[Point-per-instance localization data]
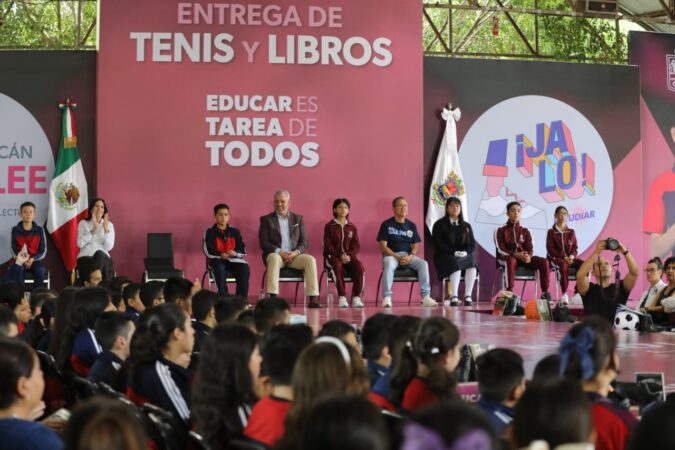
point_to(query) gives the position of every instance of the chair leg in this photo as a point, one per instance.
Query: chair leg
(262, 285)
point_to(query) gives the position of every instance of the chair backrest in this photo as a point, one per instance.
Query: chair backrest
(160, 251)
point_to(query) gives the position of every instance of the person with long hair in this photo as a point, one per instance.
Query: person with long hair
(340, 253)
(79, 348)
(96, 237)
(654, 274)
(21, 389)
(454, 247)
(102, 423)
(224, 389)
(424, 375)
(327, 367)
(562, 251)
(160, 356)
(588, 355)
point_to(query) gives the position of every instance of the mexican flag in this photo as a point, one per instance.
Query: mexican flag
(68, 191)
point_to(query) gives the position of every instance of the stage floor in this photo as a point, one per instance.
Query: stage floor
(639, 352)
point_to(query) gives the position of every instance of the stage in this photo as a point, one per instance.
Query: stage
(639, 352)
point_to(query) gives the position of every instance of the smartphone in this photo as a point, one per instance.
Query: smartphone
(651, 383)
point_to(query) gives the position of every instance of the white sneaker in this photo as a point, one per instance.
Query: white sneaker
(565, 299)
(428, 301)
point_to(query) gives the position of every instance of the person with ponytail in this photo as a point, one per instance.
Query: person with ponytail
(160, 355)
(327, 367)
(424, 374)
(224, 388)
(79, 348)
(588, 355)
(454, 247)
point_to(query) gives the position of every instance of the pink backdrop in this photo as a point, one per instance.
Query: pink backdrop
(154, 167)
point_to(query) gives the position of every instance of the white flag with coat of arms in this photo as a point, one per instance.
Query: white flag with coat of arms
(447, 181)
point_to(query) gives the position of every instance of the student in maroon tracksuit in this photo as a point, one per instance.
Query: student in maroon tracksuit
(340, 252)
(561, 247)
(514, 248)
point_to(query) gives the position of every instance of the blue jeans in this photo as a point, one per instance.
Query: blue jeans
(389, 264)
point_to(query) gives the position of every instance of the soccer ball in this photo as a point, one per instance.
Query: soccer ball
(626, 320)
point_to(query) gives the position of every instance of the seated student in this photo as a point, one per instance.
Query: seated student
(113, 331)
(180, 291)
(454, 247)
(662, 309)
(159, 360)
(222, 404)
(501, 382)
(654, 430)
(424, 374)
(399, 244)
(374, 339)
(515, 248)
(344, 422)
(450, 425)
(9, 324)
(79, 348)
(326, 367)
(225, 251)
(561, 247)
(152, 293)
(556, 412)
(30, 236)
(228, 308)
(89, 273)
(603, 298)
(21, 389)
(588, 355)
(654, 275)
(205, 316)
(340, 253)
(132, 298)
(12, 296)
(280, 351)
(101, 423)
(400, 332)
(41, 330)
(341, 330)
(269, 312)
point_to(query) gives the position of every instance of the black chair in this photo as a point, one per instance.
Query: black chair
(446, 280)
(166, 431)
(286, 275)
(402, 274)
(159, 264)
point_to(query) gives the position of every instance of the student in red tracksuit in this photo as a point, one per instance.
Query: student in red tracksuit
(514, 248)
(340, 252)
(561, 247)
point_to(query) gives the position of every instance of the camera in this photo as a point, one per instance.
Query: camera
(611, 244)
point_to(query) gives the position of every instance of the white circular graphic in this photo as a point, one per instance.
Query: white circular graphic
(543, 153)
(26, 168)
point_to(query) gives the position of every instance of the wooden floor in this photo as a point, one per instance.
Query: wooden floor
(639, 352)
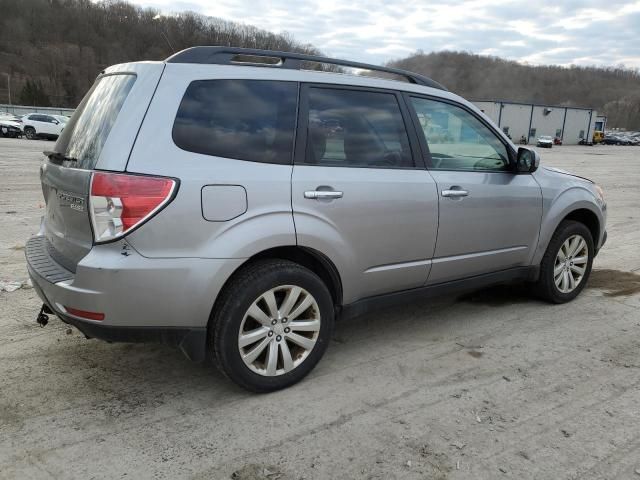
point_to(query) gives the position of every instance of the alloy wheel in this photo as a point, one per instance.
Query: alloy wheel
(279, 330)
(571, 263)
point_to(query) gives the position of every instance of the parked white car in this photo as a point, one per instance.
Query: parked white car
(37, 125)
(10, 128)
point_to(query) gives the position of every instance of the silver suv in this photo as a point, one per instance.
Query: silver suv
(235, 203)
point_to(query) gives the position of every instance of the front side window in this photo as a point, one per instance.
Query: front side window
(355, 128)
(457, 140)
(242, 119)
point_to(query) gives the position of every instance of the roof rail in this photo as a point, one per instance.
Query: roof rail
(227, 56)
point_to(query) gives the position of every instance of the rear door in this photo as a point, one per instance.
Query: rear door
(360, 193)
(489, 215)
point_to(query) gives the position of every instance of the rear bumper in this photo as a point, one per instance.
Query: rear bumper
(143, 299)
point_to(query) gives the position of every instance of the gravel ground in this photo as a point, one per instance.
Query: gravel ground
(489, 385)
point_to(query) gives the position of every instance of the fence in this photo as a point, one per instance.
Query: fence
(20, 110)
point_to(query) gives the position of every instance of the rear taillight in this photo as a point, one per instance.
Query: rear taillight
(121, 202)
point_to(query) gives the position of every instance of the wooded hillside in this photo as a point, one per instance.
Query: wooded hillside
(53, 50)
(612, 91)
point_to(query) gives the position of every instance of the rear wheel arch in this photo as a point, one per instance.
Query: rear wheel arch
(309, 258)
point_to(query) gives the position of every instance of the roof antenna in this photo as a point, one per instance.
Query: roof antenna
(166, 39)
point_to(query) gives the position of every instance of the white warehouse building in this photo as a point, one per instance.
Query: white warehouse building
(570, 124)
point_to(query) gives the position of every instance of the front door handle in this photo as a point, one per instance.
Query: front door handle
(454, 193)
(319, 194)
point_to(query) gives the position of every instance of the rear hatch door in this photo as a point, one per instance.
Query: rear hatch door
(99, 136)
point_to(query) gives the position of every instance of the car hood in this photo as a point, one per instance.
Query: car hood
(9, 123)
(564, 172)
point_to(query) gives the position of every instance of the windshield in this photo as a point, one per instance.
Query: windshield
(87, 130)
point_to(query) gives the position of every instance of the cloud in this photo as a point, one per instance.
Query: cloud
(580, 32)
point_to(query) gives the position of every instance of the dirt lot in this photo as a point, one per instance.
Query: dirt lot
(491, 385)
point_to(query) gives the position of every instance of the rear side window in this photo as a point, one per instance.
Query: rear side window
(243, 119)
(354, 128)
(84, 135)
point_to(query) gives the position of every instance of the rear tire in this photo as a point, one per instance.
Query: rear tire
(566, 265)
(30, 133)
(264, 308)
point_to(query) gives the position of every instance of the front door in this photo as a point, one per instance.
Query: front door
(359, 192)
(489, 216)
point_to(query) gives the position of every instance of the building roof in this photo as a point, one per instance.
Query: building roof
(510, 102)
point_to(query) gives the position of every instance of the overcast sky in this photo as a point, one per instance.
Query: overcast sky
(582, 32)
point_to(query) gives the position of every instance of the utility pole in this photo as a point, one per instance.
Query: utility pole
(9, 86)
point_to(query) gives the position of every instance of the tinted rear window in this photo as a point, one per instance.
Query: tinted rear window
(243, 119)
(84, 135)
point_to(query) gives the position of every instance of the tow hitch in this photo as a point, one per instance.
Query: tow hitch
(42, 317)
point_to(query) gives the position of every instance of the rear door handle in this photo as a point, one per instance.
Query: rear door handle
(455, 193)
(318, 194)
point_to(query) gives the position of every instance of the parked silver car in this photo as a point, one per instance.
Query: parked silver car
(237, 210)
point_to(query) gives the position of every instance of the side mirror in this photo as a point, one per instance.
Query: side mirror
(527, 161)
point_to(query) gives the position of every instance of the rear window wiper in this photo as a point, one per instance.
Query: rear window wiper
(59, 156)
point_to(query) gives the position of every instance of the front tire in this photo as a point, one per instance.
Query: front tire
(566, 265)
(271, 325)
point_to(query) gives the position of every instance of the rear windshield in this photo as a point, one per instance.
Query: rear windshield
(84, 135)
(242, 119)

### Exercise directions
An exact restatement of the entries above is needed; no picture may appear in it.

### Task solution
point_to(query) gives the position of every instance of the chair leg in this photo as a point, one per instance.
Query: chair leg
(262, 285)
point_to(query) gives the position of every instance of the chair backrest in this photo as a point, one per instance.
Query: chair backrest
(160, 251)
point_to(query) gives the position of every instance of the person with long hair in this photo as a point, one per instance.
Query: person with long hair
(340, 253)
(79, 348)
(96, 237)
(654, 274)
(21, 389)
(454, 247)
(102, 423)
(224, 389)
(424, 375)
(327, 367)
(562, 251)
(160, 356)
(588, 355)
point_to(query) gives the position of every instance of the mexican flag in this photo as a point, one per instance.
Query: mexican flag
(68, 191)
point_to(query) gives the position of every instance of the stage floor in this photo as a point, one per instance.
Query: stage floor
(639, 352)
point_to(query) gives the position of every instance of the stage in this photo as a point, one per instance.
Query: stage
(639, 352)
point_to(query) gives the position of every instance of the smartphone in this photo as a point, one per instance.
Query: smartphone
(651, 383)
point_to(query) gives the position of every instance of the white sneaker in this photo as a point, one per instance.
Query: white sneaker
(565, 299)
(428, 301)
point_to(query) gives the position of every instance of the person with ponytail in this photo as a point, one per instance.
Query: person with ponytail
(160, 355)
(327, 367)
(424, 374)
(224, 388)
(79, 348)
(588, 355)
(454, 247)
point_to(query) gives the position of every instance of the pink backdrop in this photo as a point, one per instance.
Query: pink backdrop
(154, 167)
point_to(query) gives the position of every instance of the white flag with coat of arms in this photo as a point, one per instance.
Query: white flag with coat of arms
(447, 181)
point_to(query) gives the position of every instance of the student in maroon tracksuit in this photo as a point, one per instance.
Query: student in maroon tracksuit
(340, 252)
(561, 247)
(514, 248)
point_to(query) gives the position of every instance of the blue jeans in this photo as a point, one per instance.
Query: blue jeans
(389, 264)
point_to(query) gives the position of every instance of the soccer ball in this photo as a point, one per instance.
Query: soccer ball
(626, 320)
point_to(query) gives the position of every instance of the seated student in this photo as a point, one per instance.
Query: seated student
(113, 331)
(180, 291)
(454, 247)
(662, 309)
(159, 360)
(222, 404)
(501, 382)
(654, 430)
(424, 374)
(399, 244)
(374, 339)
(515, 248)
(344, 422)
(450, 425)
(9, 324)
(79, 348)
(326, 367)
(225, 251)
(561, 247)
(152, 293)
(556, 412)
(30, 236)
(228, 308)
(89, 273)
(603, 298)
(21, 389)
(588, 355)
(654, 275)
(205, 316)
(340, 253)
(132, 298)
(12, 296)
(280, 351)
(101, 423)
(400, 332)
(41, 330)
(341, 330)
(269, 312)
point_to(query) gives the position of every instance of the black chair in this photo as a point, one per instance.
Query: black chair
(446, 280)
(166, 431)
(286, 275)
(402, 274)
(159, 264)
point_to(query) gives the position of every instance of the student in red tracksuit in this photo as a point, one per instance.
Query: student in red tracksuit
(514, 248)
(340, 252)
(561, 247)
point_to(query) gives the position of every instance of the camera in this photo as a point, one per instance.
Query: camera
(611, 244)
point_to(query) gives the position of every instance of the white circular graphic in this photo as a point, one per instance.
Query: white circular graphic
(543, 153)
(26, 168)
point_to(query) gives the position of every instance of the wooden floor in this photo as a point, one per instance.
Query: wooden floor
(639, 352)
point_to(query) gives the position of every instance of the alloy wheel in this photo as a point, one per instance.
Query: alloy wheel
(279, 330)
(571, 263)
point_to(query) gives the position of every instance of the parked white car in this photo as a point, one per instance.
Query: parked white car
(37, 125)
(10, 128)
point_to(query) gives the position of every instance of the silver suv in this photo as a point, one per instance.
Query: silver suv
(235, 203)
point_to(query) gives the position of every instance of the front side window in this photo as a point, one per instance.
Query: front side window
(355, 128)
(457, 140)
(242, 119)
point_to(query) gives the position of every instance of the roof rail in this photo as a point, one per instance.
Query: roof rail
(227, 56)
point_to(query) gives the position of every instance of the rear door in this photo as a point, one per instance.
Query: rear door
(360, 193)
(489, 215)
point_to(query) gives the position of every instance of the rear bumper in this photo as a point, one per instance.
Query: rear bumper
(143, 299)
point_to(query) gives the position of every instance of the gravel ground in this photo as a point, one per instance.
Query: gravel ground
(489, 385)
point_to(query) gives the position of every instance of the fence in this photo as a point, one per instance.
Query: fence
(20, 110)
point_to(query) gives the position of every instance of the rear taillight in this photo as a point, one per instance.
Query: rear taillight
(121, 202)
point_to(query) gives the position of every instance of the wooded hillside in this photo as a point, one per instance.
Query: wooded hillside
(53, 50)
(612, 91)
point_to(query) gives the position of every instance of the rear wheel arch in this photo as a point, one per instance.
Query: rear wheel arch
(309, 258)
point_to(query) gives the position of every instance of the roof antenna in this photo as a point, one per instance.
Query: roof antenna
(166, 39)
point_to(query) gives the position of every instance of the white warehouse building in this photo as a point, one per instance.
Query: white warehouse building
(570, 124)
point_to(query) gives the position of every instance of the front door handle in this photo as a point, one per instance.
Query: front door handle
(454, 193)
(319, 194)
point_to(query) gives the position of every instance of the rear hatch door in this photo as a point, one per instance.
Query: rear hatch door
(99, 136)
point_to(query) gives the position of every instance of the car hood in this photo as a point, one per instance.
Query: car hood
(9, 123)
(564, 172)
point_to(query) gives the position of every instance of the windshield in this photo as a point, one per instance.
Query: windshield
(87, 130)
point_to(query) gives the position of every instance of the cloud in this photo as a point, one per instance.
Query: cloud
(580, 32)
point_to(query) gives the position of every instance of the dirt lot in this photo as a point, one per instance.
Query: dirt lot
(491, 385)
point_to(query) gives the position of every instance of the rear side window in this photo as a point, one per instance.
Query: rear side window
(243, 119)
(354, 128)
(84, 135)
point_to(query) gives the position of every instance of the rear tire in this photo as a point, one per instance.
Query: rear tire
(566, 265)
(30, 133)
(264, 308)
point_to(query) gives the position of every instance of the front door in this photo as a point, one per instance.
Query: front door
(359, 192)
(489, 216)
point_to(query) gives the position of every instance of the building roof in this photo as a point, one per instance.
Query: building roof
(510, 102)
point_to(query) gives the position of every instance of the overcast sky in this photo as a point, one per instance.
Query: overcast sky
(582, 32)
point_to(query) gives the position of every instance of the utility pole in this photo as a point, one per instance.
Query: utility pole
(9, 86)
point_to(query) gives the position of every instance of the tinted rear window in this photo as a point, one per instance.
Query: tinted rear window
(243, 119)
(84, 135)
point_to(query) gives the position of every instance of the tow hitch in this photo as a point, one per instance.
Query: tow hitch
(42, 317)
point_to(query) gives the position of every instance of the rear door handle in this photo as a point, one per instance.
Query: rear door handle
(455, 193)
(318, 194)
point_to(query) gives the position of every instance of the parked silver car in this photo as a point, one per instance.
Query: parked silver car
(237, 210)
point_to(query) gives the position of every instance of the side mirror in this photo as a point, one per instance.
Query: side mirror
(527, 161)
point_to(query) gives the position of every instance of the rear window wiper in this photo as a point, one per instance.
Query: rear window wiper
(59, 156)
point_to(query) gives the position of every instance of the front tire in this photo as a point, one per instance.
Query: front tire
(566, 265)
(271, 325)
point_to(query) gives the position of every instance of the rear windshield in this photo as a point, one per instance.
Query: rear windshield
(84, 135)
(242, 119)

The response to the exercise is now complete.